What is being asked: Reproduce exactly, and only, the lines below from the one containing "the tall spire" through the one containing "of the slate".

Dataset records:
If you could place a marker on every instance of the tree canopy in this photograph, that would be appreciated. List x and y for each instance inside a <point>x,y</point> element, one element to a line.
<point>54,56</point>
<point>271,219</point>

--

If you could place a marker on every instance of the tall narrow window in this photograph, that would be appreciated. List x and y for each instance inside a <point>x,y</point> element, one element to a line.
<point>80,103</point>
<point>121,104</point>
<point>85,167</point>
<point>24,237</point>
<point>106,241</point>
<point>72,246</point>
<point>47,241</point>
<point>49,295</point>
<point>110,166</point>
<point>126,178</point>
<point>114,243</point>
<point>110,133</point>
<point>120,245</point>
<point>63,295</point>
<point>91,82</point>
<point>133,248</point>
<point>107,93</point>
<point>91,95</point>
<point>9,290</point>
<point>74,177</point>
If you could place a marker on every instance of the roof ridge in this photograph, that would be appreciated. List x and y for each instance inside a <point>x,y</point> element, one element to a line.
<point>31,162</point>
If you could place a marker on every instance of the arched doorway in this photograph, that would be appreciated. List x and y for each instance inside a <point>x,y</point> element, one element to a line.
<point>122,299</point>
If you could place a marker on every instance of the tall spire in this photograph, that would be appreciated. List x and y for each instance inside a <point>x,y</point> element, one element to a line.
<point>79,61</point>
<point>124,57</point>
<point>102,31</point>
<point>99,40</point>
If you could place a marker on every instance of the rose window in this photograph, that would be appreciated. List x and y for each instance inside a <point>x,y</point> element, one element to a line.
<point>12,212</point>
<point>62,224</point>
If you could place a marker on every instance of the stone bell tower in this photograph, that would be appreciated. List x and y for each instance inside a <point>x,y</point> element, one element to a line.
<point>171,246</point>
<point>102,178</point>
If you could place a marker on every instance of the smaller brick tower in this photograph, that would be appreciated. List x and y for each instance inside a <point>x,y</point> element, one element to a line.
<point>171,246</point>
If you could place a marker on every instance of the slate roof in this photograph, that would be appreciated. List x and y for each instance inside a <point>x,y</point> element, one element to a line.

Answer section:
If you could place a marker on every instance of the tall spire in this photograph, that would be appreciated. List x and y for each instance inside a <point>x,y</point> element, one element to a line.
<point>79,61</point>
<point>124,57</point>
<point>102,31</point>
<point>99,40</point>
If you could place a marker on every instance of the rose window in this photograph, that would be appreciated. List x and y for each instance inside a <point>x,y</point> element, one element to a line.
<point>12,212</point>
<point>62,224</point>
If you could place a marker on every instance of the stone bell tower in this photograph, that would be appreciated. List x and y for each instance inside a <point>x,y</point> element, one element to a line.
<point>171,246</point>
<point>102,178</point>
If you could place a marker on every instance of the smaller brick tower in this photograph, that would be appreciated. List x and y for each instance inside a <point>x,y</point> element, one element to a line.
<point>171,246</point>
If you could place a marker on every instance of the slate roof in this photograph, that would be appreciated. List x and y for each instance inside a <point>x,y</point> element, one element to a line.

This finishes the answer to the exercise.